▸ Request 1:
Could you reproduce the stretch of the listing from the line containing "The component shall return one point per instance of the man's" through the end of the listing, both ends included, word for word?

BEGIN Page

The 31-date run climaxed last week with a sold-out show at the 70,000-cap Monza Circuit in Italy on 25 July.
The tour visited 14 countries in Europe, including multi-night stands in Barcelona, Dublin, Paris, Amsterdam, Gothenburg, Oslo and Copenhagen, as well as two 65,000-cap headline dates at AEG Presents’ BST Hyde Park series in London.
“Springsteen blew my mind,” AEG’s European festivals CEO Jim King tells IQ. “The first show seemed like an impossible feat to beat, but I think he did it on the second show. It was just one of those great music moments.”
Speaking to IQ last year, Spanish promoter Neo Sala of Doctor Music revealed that demand for the shows helped set a new sales record in the country.
“We went on sale on [8 June] with one Estadi Olímpic, but it sold so fast that in less than an hour we had to add a second show which continued selling equally well,” he told IQ. “By noon… we had sold more than 100,000 tickets which is an absolute record in Spain. No other act in the history of Spanish concerts has sold so many tickets that fast.”

END Page
BEGIN Exercise materials

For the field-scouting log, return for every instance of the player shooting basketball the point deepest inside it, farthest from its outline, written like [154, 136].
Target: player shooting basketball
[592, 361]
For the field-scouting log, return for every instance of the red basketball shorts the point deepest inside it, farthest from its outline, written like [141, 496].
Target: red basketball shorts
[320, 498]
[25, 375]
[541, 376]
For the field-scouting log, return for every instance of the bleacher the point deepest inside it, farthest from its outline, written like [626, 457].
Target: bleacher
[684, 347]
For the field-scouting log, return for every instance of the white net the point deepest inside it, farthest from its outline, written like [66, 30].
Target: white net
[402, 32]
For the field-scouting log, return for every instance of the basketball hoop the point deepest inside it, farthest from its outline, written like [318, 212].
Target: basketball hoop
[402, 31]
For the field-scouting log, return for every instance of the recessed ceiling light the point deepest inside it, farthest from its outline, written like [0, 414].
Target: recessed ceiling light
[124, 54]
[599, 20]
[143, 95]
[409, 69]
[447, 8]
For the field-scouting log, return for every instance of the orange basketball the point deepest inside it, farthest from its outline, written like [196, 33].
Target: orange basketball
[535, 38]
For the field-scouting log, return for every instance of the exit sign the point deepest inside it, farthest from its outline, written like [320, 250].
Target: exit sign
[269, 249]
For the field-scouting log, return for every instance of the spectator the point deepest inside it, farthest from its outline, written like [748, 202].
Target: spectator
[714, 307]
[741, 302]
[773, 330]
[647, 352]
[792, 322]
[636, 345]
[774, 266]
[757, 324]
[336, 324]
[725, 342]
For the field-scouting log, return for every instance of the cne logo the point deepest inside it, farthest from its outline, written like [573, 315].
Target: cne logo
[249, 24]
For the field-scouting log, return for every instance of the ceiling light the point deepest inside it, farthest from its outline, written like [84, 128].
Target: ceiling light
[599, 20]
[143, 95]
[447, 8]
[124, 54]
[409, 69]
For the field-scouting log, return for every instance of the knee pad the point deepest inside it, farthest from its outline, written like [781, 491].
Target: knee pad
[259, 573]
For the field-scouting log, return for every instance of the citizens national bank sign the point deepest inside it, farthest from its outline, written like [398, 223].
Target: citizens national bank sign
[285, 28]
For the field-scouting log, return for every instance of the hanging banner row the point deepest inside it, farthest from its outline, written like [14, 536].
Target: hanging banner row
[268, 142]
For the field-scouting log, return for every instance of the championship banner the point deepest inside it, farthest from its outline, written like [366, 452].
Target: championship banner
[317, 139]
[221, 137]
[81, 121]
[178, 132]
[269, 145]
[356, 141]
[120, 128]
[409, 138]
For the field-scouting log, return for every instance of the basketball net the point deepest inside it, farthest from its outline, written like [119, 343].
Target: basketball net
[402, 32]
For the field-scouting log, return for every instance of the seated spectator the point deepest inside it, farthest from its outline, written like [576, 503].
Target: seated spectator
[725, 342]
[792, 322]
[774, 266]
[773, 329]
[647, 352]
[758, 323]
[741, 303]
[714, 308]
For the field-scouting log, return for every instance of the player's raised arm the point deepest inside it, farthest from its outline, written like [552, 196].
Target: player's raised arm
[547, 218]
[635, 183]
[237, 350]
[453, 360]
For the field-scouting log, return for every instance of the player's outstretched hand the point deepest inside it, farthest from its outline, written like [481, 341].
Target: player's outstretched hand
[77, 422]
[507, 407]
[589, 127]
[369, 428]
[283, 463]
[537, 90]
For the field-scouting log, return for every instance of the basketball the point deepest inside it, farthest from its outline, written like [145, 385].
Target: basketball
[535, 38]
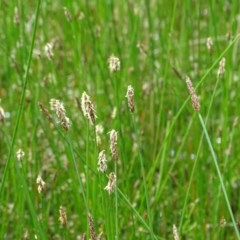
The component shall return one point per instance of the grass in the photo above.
(174, 166)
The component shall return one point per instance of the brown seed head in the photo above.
(114, 63)
(58, 107)
(221, 68)
(111, 183)
(209, 44)
(113, 144)
(88, 108)
(62, 216)
(129, 96)
(40, 184)
(91, 227)
(193, 95)
(102, 162)
(175, 233)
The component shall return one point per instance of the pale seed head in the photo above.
(114, 63)
(111, 183)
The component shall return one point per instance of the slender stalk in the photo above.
(20, 109)
(219, 174)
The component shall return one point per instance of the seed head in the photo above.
(111, 183)
(114, 63)
(48, 50)
(221, 68)
(40, 184)
(129, 96)
(16, 17)
(99, 130)
(102, 162)
(113, 144)
(20, 154)
(193, 95)
(62, 216)
(46, 112)
(209, 44)
(67, 14)
(2, 115)
(58, 107)
(91, 227)
(175, 233)
(87, 108)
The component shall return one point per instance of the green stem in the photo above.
(219, 175)
(20, 109)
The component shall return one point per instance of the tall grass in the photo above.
(165, 174)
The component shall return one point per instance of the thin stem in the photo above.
(219, 175)
(20, 109)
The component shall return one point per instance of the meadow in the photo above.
(119, 119)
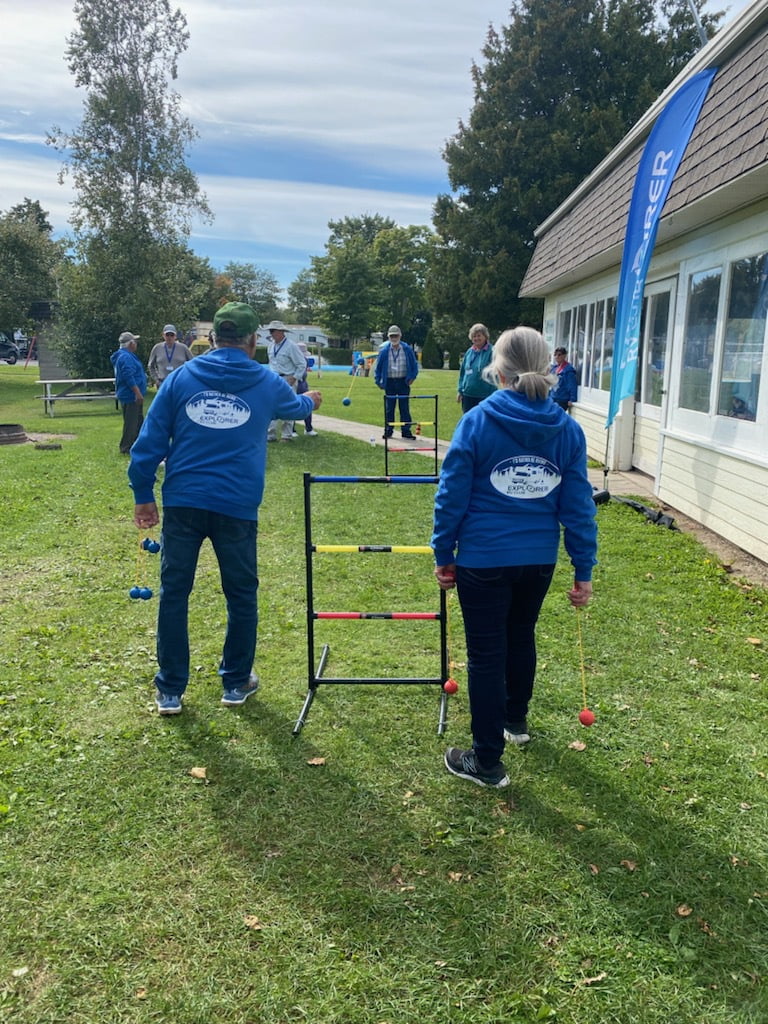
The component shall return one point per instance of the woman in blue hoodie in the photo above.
(514, 474)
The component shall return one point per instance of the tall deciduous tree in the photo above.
(303, 305)
(135, 197)
(373, 274)
(28, 260)
(558, 87)
(258, 288)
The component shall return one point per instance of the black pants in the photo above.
(501, 608)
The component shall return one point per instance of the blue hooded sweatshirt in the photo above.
(209, 421)
(129, 373)
(516, 470)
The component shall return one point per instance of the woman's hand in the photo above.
(445, 576)
(581, 593)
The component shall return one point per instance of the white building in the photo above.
(698, 422)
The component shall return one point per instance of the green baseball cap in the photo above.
(241, 315)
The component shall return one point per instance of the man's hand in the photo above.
(445, 576)
(581, 593)
(145, 516)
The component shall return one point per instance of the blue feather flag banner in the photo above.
(662, 156)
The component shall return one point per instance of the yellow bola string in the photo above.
(581, 655)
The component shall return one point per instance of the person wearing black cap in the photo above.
(209, 423)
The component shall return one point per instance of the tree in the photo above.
(303, 304)
(347, 288)
(256, 287)
(559, 86)
(32, 212)
(373, 274)
(28, 261)
(135, 197)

END Exercise materials

▸ Request 2:
Can you carry on the report about Springsteen's European tour, picking up right after its final sentence?

▸ Written reply 1:
The component shall return one point per instance of the man's hand in the photo above.
(445, 576)
(581, 593)
(145, 516)
The component shall return one point per instance of the blue feather flag banner in the photo above.
(662, 156)
The component shall return one point per instance of the yellow bola string in the photo above.
(581, 655)
The component shall return one point per instance of the person wearing black cap in the photo above.
(209, 423)
The component shall return one point per instance of the tree in the photo above.
(303, 304)
(347, 288)
(256, 287)
(559, 86)
(32, 212)
(373, 274)
(28, 261)
(135, 197)

▸ Written reply 2:
The 2023 Tour, which started in the US in February, now heads back to North America for a further 31 dates
Hundreds of fans were left disappointed after the tickets they bought on secondary platforms for Springsteen’s show in Munich, Germany turned out to be fake. T-Online reports that around 300 fans were caught out by the scam for The Boss’ 69,000-cap Olympic Stadium concert on 23 July. Some people had paid up to €600 for the counterfeit tickets.
According to SZ, similar reports were received in Austria regarding Springsteen’s 18 July show at Vienna’s Ernst Happel Stadium.
Booked by CAA, Bruce Springsteen and the E Street Band’s world tour was No.2 in Pollstar‘s mid-year rankings, behind only Taylor Swift, after grossing US$142.6 million (€129m) from 673,277 ticket sales in the first six months of this year. The average ticket price was $211.80.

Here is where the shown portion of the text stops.